#### [DOCUMENT SECTION]

-.-.-

Colombia Runs Dry

By Greg Haugan

THERE IS growing alarm as large portions of Colombia continue to experience severe drought, including the northern departments of Magdalena, Casanare, and Cesar, as well as La Guajira, where 15 children have died since the beginning of the year from thirst, malnutrition and disease from drinking contaminated water.

This puts La Guajira on pace to surpass 2013, when 23 children died from similar causes.

While the droughts are economically damaging in all of these departments, especially for the agricultural sector, the department of La Guajira faces extreme climatic conditions which have converted the drought into a fatality risk.

In the department’s rural areas, houses may be several kilometers apart, making it difficult and costly to create the infrastructure needed to connect homes to an aqueduct providing them with running water.

Some parts of the department haven’t seen rain in almost two years

Yet while these homes are left to rely on nearby, naturally occurring water sources like rivers and ponds, families in La Guajira face a problem that plagues few others in the rest of Colombia — a country mostly abundant with freshwater — with or without extreme drought.

La Guajira is mostly comprised of desert, and naturally occurring water sources dry up quickly when it doesn’t rain. Some parts of the department haven’t seen rain in almost two years. The combination of these factors leaves the population without running water extremely vulnerable.

More alarming, this may be just the beginning of the problem, as the El Niño weather phenomenon is expected to officially hit the country in October. El Niño brings uneven weather effects throughout Colombia, often resulting in more rainfall overall throughout the country, but less rainfall in specific regions, like La Guajira.

Addressing the country’s preparations for El Niño, President Juan Manuel Santos said last week that the national government had set aside $50 billion pesos (approx. US$27 million) for relief efforts in the north of Colombia, including special efforts to distribute water to families via trucks and the drilling of water wells.

Government set aside $50bn for relief efforts

Many in rural La Guajira, a department with a large indigenous population largely under served by the national and local governments, remain skeptical.

The troubled region has a long history of corrupt local officials skimming their own take off programme funds, while several of the children who have died so far this year are presumed to have caught disease from water wells — like the ones the government plans to drill more of — which can become contaminated as they dry up in the face of drought.

-.-.-

#### [DATASET RECORDS]

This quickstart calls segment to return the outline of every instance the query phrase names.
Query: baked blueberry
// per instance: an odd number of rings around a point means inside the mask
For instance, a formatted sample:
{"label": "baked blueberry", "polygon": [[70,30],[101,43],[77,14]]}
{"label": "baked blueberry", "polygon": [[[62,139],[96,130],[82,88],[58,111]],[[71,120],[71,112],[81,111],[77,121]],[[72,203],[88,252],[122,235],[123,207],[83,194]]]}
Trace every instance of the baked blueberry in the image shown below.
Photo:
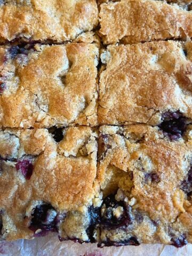
{"label": "baked blueberry", "polygon": [[5,83],[0,81],[0,93],[2,93],[6,89]]}
{"label": "baked blueberry", "polygon": [[28,159],[19,161],[15,165],[16,169],[20,170],[26,180],[29,180],[33,171],[33,165],[31,162]]}
{"label": "baked blueberry", "polygon": [[[37,229],[41,229],[42,231],[55,231],[57,215],[57,211],[50,204],[37,205],[31,214],[29,228],[35,232]],[[40,234],[43,235],[44,232]]]}
{"label": "baked blueberry", "polygon": [[157,173],[145,173],[146,182],[151,181],[151,182],[158,183],[160,181],[160,178]]}
{"label": "baked blueberry", "polygon": [[107,239],[107,242],[105,242],[103,244],[99,244],[98,247],[102,247],[103,246],[122,246],[124,245],[135,245],[138,246],[139,245],[140,243],[139,243],[138,241],[133,236],[130,237],[129,238],[119,241],[119,242],[116,242],[116,241],[111,241],[109,239]]}
{"label": "baked blueberry", "polygon": [[181,137],[186,130],[187,118],[179,111],[167,111],[162,115],[163,121],[158,127],[171,140],[177,140]]}
{"label": "baked blueberry", "polygon": [[49,130],[49,132],[53,134],[53,138],[57,142],[59,142],[63,139],[62,130],[62,128],[57,128],[54,126],[50,128]]}
{"label": "baked blueberry", "polygon": [[186,236],[183,234],[180,235],[180,236],[177,238],[171,238],[171,241],[172,242],[172,245],[177,247],[177,248],[182,247],[188,244]]}
{"label": "baked blueberry", "polygon": [[108,149],[111,148],[111,146],[109,143],[109,135],[107,134],[101,134],[98,139],[98,157],[100,160],[106,155]]}
{"label": "baked blueberry", "polygon": [[[117,207],[120,206],[119,214],[116,214]],[[101,206],[101,225],[105,229],[126,229],[132,220],[131,209],[123,201],[117,201],[114,195],[107,196]]]}

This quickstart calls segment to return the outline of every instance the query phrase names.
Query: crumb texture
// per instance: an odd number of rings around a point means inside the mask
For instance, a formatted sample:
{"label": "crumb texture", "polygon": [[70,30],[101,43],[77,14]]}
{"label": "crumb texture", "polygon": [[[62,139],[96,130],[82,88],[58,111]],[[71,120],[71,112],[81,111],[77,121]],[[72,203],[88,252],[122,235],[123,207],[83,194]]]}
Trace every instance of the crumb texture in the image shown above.
{"label": "crumb texture", "polygon": [[157,125],[168,110],[191,118],[191,49],[174,41],[109,46],[101,56],[99,124]]}
{"label": "crumb texture", "polygon": [[97,125],[98,58],[91,44],[1,47],[1,125]]}
{"label": "crumb texture", "polygon": [[[49,220],[53,214],[57,215],[54,227],[60,230],[67,214],[84,216],[98,193],[97,131],[82,126],[62,132],[63,139],[57,142],[46,129],[0,132],[3,238],[30,238],[38,229],[51,230]],[[42,212],[47,210],[46,204],[54,213]],[[45,214],[43,222],[41,214]],[[67,220],[65,225],[69,225]]]}
{"label": "crumb texture", "polygon": [[95,0],[3,0],[0,42],[74,39],[97,25],[98,12]]}
{"label": "crumb texture", "polygon": [[121,0],[101,4],[100,9],[100,34],[106,44],[192,36],[192,13],[177,4]]}

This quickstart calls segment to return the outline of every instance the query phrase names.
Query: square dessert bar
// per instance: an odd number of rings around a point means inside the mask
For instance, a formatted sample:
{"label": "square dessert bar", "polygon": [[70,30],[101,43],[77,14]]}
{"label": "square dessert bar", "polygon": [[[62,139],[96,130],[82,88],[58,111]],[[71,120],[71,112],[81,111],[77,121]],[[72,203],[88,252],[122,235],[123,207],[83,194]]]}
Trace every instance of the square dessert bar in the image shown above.
{"label": "square dessert bar", "polygon": [[105,44],[192,37],[192,13],[188,11],[191,1],[181,6],[154,0],[106,2],[100,12],[100,34]]}
{"label": "square dessert bar", "polygon": [[100,127],[99,246],[192,242],[191,129],[171,140],[146,124]]}
{"label": "square dessert bar", "polygon": [[93,44],[0,46],[0,125],[97,124]]}
{"label": "square dessert bar", "polygon": [[1,239],[52,231],[89,241],[92,209],[101,201],[97,137],[86,126],[1,131]]}
{"label": "square dessert bar", "polygon": [[100,124],[157,125],[168,110],[192,118],[191,42],[110,45],[101,58]]}
{"label": "square dessert bar", "polygon": [[97,25],[98,13],[96,0],[1,0],[0,42],[74,39]]}

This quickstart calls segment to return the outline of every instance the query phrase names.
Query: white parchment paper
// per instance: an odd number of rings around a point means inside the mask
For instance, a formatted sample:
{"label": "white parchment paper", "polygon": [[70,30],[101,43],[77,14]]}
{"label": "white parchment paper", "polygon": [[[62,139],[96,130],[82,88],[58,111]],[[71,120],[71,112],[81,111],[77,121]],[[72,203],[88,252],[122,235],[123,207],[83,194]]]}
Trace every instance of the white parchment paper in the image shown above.
{"label": "white parchment paper", "polygon": [[94,244],[60,242],[55,234],[33,240],[0,242],[7,256],[192,256],[192,244],[180,249],[160,244],[98,249]]}

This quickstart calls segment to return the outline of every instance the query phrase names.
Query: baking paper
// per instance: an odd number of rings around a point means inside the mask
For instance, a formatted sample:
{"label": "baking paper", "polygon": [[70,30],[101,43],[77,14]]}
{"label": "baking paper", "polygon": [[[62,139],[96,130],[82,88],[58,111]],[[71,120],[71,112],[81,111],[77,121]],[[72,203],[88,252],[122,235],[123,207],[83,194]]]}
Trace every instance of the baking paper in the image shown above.
{"label": "baking paper", "polygon": [[32,240],[0,242],[5,256],[192,256],[192,244],[180,249],[161,244],[141,244],[98,249],[95,244],[60,242],[55,234]]}

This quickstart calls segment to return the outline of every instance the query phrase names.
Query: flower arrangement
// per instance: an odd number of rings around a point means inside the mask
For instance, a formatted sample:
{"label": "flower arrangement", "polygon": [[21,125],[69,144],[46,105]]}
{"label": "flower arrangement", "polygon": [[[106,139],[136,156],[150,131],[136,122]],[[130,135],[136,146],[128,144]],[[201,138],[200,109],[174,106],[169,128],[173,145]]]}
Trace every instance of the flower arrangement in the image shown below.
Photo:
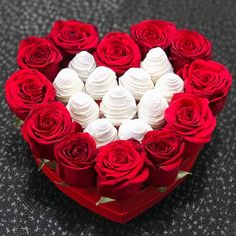
{"label": "flower arrangement", "polygon": [[49,179],[85,207],[126,222],[189,174],[211,140],[232,77],[211,42],[171,22],[130,34],[77,20],[19,44],[6,101]]}

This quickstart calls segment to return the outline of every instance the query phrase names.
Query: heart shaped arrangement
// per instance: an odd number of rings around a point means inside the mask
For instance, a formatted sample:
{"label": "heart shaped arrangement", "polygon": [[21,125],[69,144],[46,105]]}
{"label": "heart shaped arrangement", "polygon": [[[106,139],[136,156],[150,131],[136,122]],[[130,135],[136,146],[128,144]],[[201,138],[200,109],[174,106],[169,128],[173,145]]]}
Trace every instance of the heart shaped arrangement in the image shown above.
{"label": "heart shaped arrangement", "polygon": [[6,101],[35,161],[62,192],[124,223],[190,173],[232,77],[196,31],[162,20],[111,32],[56,21],[19,45]]}

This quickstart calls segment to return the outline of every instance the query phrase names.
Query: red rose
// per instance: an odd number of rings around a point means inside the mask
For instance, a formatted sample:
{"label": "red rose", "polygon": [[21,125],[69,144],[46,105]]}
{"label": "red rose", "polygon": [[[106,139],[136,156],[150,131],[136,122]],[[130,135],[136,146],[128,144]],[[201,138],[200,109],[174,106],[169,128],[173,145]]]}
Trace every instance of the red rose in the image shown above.
{"label": "red rose", "polygon": [[146,155],[132,142],[117,140],[99,149],[95,169],[101,196],[124,199],[137,193],[148,178]]}
{"label": "red rose", "polygon": [[25,120],[38,104],[55,98],[52,83],[42,73],[32,69],[14,72],[6,82],[5,92],[8,106],[21,120]]}
{"label": "red rose", "polygon": [[127,33],[120,32],[105,35],[94,56],[97,65],[109,67],[118,75],[131,67],[140,67],[141,62],[138,45]]}
{"label": "red rose", "polygon": [[178,71],[196,59],[211,58],[211,42],[196,31],[178,30],[170,48],[170,60]]}
{"label": "red rose", "polygon": [[154,130],[142,141],[149,163],[149,182],[158,187],[170,185],[177,177],[182,163],[185,144],[169,130]]}
{"label": "red rose", "polygon": [[45,38],[32,36],[20,42],[17,63],[21,69],[37,69],[53,81],[60,70],[61,60],[61,53]]}
{"label": "red rose", "polygon": [[40,104],[27,116],[21,132],[36,158],[53,160],[53,148],[76,124],[61,102]]}
{"label": "red rose", "polygon": [[232,84],[228,69],[215,61],[196,60],[178,72],[184,79],[186,93],[209,100],[214,115],[224,108]]}
{"label": "red rose", "polygon": [[163,20],[144,20],[130,27],[131,37],[138,44],[142,57],[154,47],[166,52],[176,33],[175,24]]}
{"label": "red rose", "polygon": [[72,133],[54,146],[58,176],[70,185],[87,187],[95,183],[96,143],[88,133]]}
{"label": "red rose", "polygon": [[185,157],[195,156],[203,145],[211,140],[216,119],[206,98],[178,93],[165,110],[166,127],[186,141]]}
{"label": "red rose", "polygon": [[76,53],[96,49],[99,41],[98,31],[94,25],[77,20],[56,21],[49,38],[60,49],[64,66],[68,65]]}

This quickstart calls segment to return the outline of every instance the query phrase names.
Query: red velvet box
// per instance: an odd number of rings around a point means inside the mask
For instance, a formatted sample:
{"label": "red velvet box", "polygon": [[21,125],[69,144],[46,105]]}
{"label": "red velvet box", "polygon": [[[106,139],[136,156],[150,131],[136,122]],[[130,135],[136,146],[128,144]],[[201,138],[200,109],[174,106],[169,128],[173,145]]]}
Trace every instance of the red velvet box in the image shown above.
{"label": "red velvet box", "polygon": [[[183,162],[181,169],[184,171],[191,171],[197,160],[197,156],[198,155],[186,159]],[[35,158],[35,161],[38,165],[40,164],[39,159]],[[160,192],[155,187],[146,187],[128,199],[96,205],[100,197],[96,192],[95,186],[89,188],[78,188],[67,185],[64,186],[60,184],[63,181],[50,167],[44,165],[42,171],[49,178],[49,180],[68,197],[91,211],[118,223],[126,223],[134,217],[140,215],[145,210],[159,203],[185,179],[182,178],[175,180],[165,192]]]}

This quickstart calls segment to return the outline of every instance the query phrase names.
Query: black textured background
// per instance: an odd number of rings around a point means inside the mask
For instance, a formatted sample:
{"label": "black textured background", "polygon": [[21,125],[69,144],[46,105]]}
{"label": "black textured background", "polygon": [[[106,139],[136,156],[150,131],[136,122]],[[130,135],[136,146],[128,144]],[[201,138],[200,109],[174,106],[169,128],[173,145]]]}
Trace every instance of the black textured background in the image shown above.
{"label": "black textured background", "polygon": [[56,19],[97,25],[101,36],[148,18],[176,22],[212,40],[214,59],[235,75],[235,1],[0,0],[0,235],[236,235],[236,85],[217,117],[213,140],[193,176],[130,223],[112,223],[79,206],[37,171],[14,126],[3,86],[16,70],[20,39],[45,35]]}

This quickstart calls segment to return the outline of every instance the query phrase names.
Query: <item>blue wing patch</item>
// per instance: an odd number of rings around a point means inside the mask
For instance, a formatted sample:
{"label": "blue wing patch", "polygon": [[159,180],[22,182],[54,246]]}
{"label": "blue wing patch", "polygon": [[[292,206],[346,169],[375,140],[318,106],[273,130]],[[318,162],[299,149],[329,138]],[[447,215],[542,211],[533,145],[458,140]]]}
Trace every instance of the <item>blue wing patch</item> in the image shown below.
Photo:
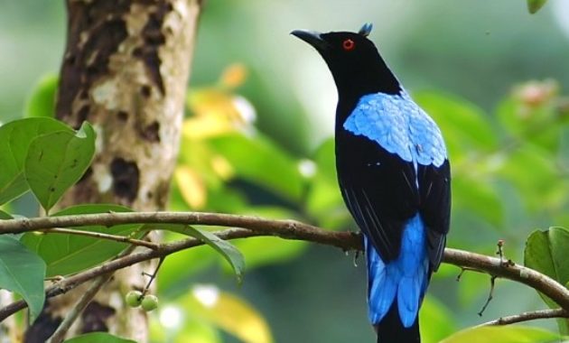
{"label": "blue wing patch", "polygon": [[343,126],[409,162],[440,167],[446,159],[441,130],[405,90],[362,97]]}

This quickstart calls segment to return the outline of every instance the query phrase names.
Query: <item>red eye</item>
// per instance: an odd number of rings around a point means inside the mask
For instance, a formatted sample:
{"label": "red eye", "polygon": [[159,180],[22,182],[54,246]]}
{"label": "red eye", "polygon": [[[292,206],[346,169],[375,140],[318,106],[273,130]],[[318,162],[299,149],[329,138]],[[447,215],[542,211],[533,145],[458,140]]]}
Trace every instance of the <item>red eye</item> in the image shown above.
{"label": "red eye", "polygon": [[356,47],[356,43],[352,40],[345,40],[341,43],[341,47],[344,48],[346,51],[350,51],[350,50],[353,50]]}

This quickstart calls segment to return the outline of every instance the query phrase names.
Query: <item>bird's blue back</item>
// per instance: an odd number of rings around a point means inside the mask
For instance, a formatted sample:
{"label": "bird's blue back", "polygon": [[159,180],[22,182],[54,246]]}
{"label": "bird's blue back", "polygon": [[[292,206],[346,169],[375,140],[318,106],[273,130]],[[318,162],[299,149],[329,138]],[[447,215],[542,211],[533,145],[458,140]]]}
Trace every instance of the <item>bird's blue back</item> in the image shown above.
{"label": "bird's blue back", "polygon": [[[409,187],[415,187],[417,191],[419,166],[441,167],[447,158],[439,128],[404,90],[398,95],[376,93],[362,97],[342,126],[353,135],[373,141],[393,158],[412,163],[415,179],[409,180],[413,182]],[[378,180],[386,181],[389,181]],[[403,326],[412,326],[432,273],[427,227],[419,211],[402,228],[399,255],[389,261],[382,259],[364,230],[368,317],[374,324],[386,316],[396,300]]]}

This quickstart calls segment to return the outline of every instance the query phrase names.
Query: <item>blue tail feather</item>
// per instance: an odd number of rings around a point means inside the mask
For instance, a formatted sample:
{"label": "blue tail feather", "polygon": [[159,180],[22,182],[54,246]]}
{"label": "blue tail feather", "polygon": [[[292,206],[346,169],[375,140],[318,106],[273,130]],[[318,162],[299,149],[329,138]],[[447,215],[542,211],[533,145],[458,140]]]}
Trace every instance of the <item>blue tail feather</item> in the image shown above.
{"label": "blue tail feather", "polygon": [[364,236],[368,260],[368,317],[378,324],[396,297],[399,320],[405,328],[416,320],[429,282],[429,257],[425,227],[419,214],[406,224],[401,252],[396,260],[385,264]]}

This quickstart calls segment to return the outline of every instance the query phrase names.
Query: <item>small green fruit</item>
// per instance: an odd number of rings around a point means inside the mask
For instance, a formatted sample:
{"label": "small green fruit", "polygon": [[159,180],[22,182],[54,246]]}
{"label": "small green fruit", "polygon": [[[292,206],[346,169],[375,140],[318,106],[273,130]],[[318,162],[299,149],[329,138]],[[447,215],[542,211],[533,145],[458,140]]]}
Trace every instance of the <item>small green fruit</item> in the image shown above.
{"label": "small green fruit", "polygon": [[125,296],[125,301],[130,307],[138,307],[140,306],[143,301],[142,292],[140,291],[130,291]]}
{"label": "small green fruit", "polygon": [[148,294],[145,295],[142,301],[143,310],[150,312],[153,310],[156,310],[158,307],[158,298],[155,295]]}

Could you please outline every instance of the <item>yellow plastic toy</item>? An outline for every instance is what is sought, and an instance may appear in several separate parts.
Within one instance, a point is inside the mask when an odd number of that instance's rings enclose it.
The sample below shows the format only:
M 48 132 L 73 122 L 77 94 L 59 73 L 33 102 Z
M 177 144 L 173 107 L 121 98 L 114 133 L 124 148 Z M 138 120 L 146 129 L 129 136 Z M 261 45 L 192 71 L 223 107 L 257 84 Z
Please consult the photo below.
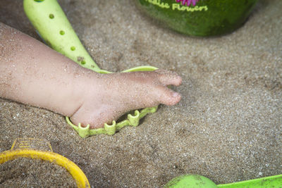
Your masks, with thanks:
M 78 187 L 90 187 L 82 170 L 66 157 L 54 153 L 50 143 L 33 138 L 16 139 L 11 150 L 0 153 L 0 165 L 18 158 L 31 158 L 54 163 L 66 168 L 75 180 Z

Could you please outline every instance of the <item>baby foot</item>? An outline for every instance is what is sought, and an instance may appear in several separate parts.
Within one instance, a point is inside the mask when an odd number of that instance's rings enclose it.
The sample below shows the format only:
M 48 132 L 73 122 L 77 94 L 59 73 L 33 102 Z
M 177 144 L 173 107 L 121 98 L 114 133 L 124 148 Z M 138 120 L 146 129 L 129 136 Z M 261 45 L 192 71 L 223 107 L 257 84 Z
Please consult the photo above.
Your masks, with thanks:
M 178 86 L 181 77 L 176 73 L 157 70 L 152 72 L 132 72 L 99 75 L 95 83 L 86 83 L 86 92 L 81 106 L 72 115 L 73 123 L 79 123 L 90 128 L 111 124 L 126 112 L 153 107 L 159 104 L 175 105 L 180 100 L 180 94 L 166 86 Z

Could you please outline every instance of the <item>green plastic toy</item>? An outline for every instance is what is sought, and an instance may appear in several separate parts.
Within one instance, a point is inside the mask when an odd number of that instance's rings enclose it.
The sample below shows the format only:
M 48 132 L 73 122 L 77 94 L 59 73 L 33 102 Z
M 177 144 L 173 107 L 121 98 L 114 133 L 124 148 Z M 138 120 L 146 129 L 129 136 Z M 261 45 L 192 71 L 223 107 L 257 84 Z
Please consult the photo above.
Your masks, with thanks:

-.-.-

Reproduce the drought article from "While the droughts" to "with running water.", swapping "aqueduct" for "pipeline". The records have no connection to the drought article.

#### [ANSWER FOR THE TASK]
While the droughts are economically damaging in all of these departments, especially for the agricultural sector, the department of La Guajira faces extreme climatic conditions which have converted the drought into a fatality risk.

In the department’s rural areas, houses may be several kilometers apart, making it difficult and costly to create the infrastructure needed to connect homes to an pipeline providing them with running water.